### Stated task
Continue the resource set specification below, starting right after its final sentence.

### Passage provided
━━━━
20/Resource Set Specification Version 1

This specification defines the version 1 format of the resource-set representation or R in short.

Name	github.com/flux-framework/rfc/spec_20.rst
Editor	Jim Garlick <garlick@llnl.gov>
State	raw

Language

The key words “MUST”, “MUST NOT”, “REQUIRED”, “SHALL”, “SHALL NOT”, “SHOULD”, “SHOULD NOT”, “RECOMMENDED”, “MAY”, and “OPTIONAL” in this document are to be interpreted as described in RFC 2119.

Overview

This specification describes a JSON object R used to represents sets of specific resources. R is for representing concrete resources like “cores 2-5 of node 9”. It is distinct from the jobspec resources section (RFC 14) which is for abstract resource requirements like “one node with four cores”.

The following Flux subsystems must handle R:

resource module: A Flux instance has a resource inventory which it obtains from configuration, through allocation from the enclosing instance, or via dynamic probing. The end result is expressed as R. The resources in R are also monitored at the rank level for availability.
scheduler: The scheduler obtains the resource inventory at initialization and fulfills job requests by allocating R subsets to them. When jobs terminate their R subsets are returned to the scheduler and become available for fulfilling other job requests.
job manager: The job manager tracks R so it can pass it to the scheduler and execution subsystems as the job transitions through job states. In addition, R is made available to jobtap plugins which extend the job manager’s function. Finally, when R is updated, for example to extend the duration of a running job, the job manager coordinates R updates across subsystems.
━━━━
### Given information
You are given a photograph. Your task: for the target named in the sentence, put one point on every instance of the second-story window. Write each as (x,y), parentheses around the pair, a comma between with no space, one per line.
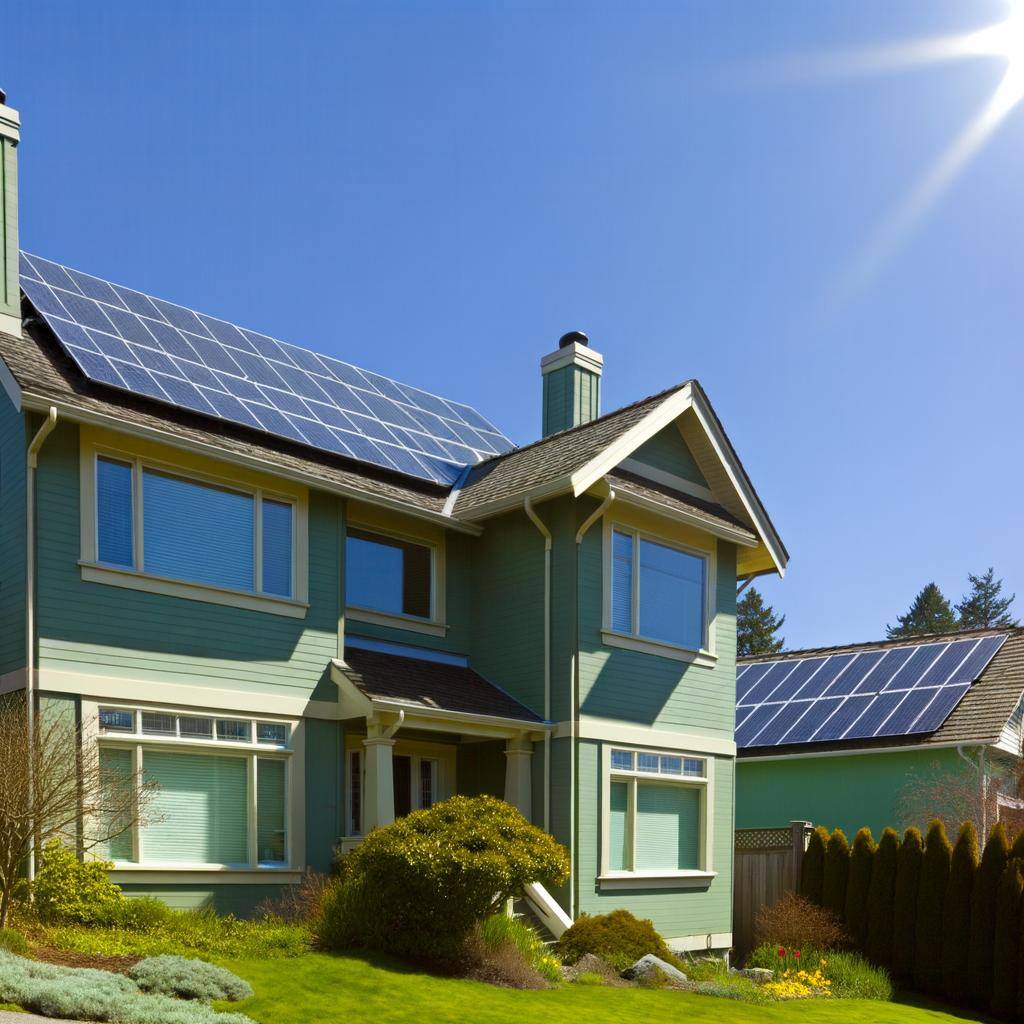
(657,590)
(193,530)
(384,573)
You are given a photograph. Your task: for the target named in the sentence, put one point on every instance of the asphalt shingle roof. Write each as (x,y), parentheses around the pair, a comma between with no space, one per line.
(431,685)
(980,717)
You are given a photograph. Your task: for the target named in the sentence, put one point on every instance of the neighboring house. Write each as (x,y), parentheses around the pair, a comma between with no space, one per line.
(882,733)
(305,599)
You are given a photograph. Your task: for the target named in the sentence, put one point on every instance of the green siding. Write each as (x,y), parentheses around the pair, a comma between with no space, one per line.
(840,792)
(97,629)
(668,452)
(12,445)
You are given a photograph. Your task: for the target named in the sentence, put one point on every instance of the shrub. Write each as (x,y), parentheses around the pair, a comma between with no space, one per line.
(812,866)
(798,923)
(1006,946)
(858,884)
(931,900)
(81,993)
(188,979)
(617,938)
(837,870)
(956,926)
(13,942)
(911,853)
(983,897)
(70,890)
(417,888)
(881,898)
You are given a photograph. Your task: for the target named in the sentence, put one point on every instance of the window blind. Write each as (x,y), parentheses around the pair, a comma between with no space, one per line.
(115,515)
(617,833)
(201,811)
(270,834)
(668,821)
(197,531)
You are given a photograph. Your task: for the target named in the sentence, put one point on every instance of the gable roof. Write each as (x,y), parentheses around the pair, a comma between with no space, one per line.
(984,716)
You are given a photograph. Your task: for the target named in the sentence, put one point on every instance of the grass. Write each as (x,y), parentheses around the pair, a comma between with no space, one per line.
(351,990)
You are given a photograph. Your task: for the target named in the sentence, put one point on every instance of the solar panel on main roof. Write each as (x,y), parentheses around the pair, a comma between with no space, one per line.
(896,691)
(144,345)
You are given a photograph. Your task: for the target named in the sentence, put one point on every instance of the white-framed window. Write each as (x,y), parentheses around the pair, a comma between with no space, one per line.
(658,590)
(656,816)
(179,527)
(221,787)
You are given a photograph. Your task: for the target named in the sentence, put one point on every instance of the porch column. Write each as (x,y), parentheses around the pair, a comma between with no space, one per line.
(379,782)
(518,778)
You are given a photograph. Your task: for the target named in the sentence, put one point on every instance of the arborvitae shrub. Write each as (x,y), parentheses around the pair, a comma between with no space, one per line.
(1006,946)
(986,884)
(956,930)
(931,900)
(858,884)
(812,867)
(879,937)
(837,872)
(911,853)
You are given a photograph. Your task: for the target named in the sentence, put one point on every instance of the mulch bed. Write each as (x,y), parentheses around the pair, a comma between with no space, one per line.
(64,957)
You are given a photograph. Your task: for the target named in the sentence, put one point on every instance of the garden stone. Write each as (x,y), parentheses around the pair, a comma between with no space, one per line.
(649,963)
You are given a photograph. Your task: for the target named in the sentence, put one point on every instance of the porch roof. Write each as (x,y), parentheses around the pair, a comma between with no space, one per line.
(430,686)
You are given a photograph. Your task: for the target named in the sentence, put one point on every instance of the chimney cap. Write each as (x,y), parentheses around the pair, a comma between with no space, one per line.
(572,338)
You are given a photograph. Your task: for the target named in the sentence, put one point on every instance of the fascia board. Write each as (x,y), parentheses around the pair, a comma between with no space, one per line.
(76,414)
━━━━
### In response
execution: The job execution system uses R to determine where to launch Flux shells.
shell: The job shell uses R to determine where to launch tasks. Shell plugins may use R for various purposes such setting core and GPU affinity.

Design Goals

R is designed with the following goals:

Identify the specific resources where a job’s tasks are to be launched.
Identify the specific resources managed by a Flux instance.
Be suitable for inclusion in a job’s post-mortem record, and useful for answering forensic questions like “did my job run on the node that failed?”.
Handle nodes, cores, and GPUs simply to ease the initial Flux implementation.
Allow schedulers to add proprietary enhancements that are ignored by the rest of Flux.
Don’t explode in size on large clusters/jobs.
Handle resource properties as described in RFC 31
Build towards the general resource model of RFC 4.

Implementation

Note

In Flux documentation, the terms “node rank” and “execution target” are sometimes used interchangeably to refer to the Flux broker rank used to launch tasks on a given resource set. When Flux launches a new Flux instance on a subset of resources, the new broker ranks do not match those of the the enclosing instance and the inherited R must be re-ranked before it can be brought into inventory. Therefore, to avoid implying that a node rank uniquely identifies a physical node across instances, execution target is preferred in this document.

R Format

R SHALL be defined as a JSON dictionary with the following keys:

version

(integer, REQUIRED) The R specification version.

For this specification the value is always 1.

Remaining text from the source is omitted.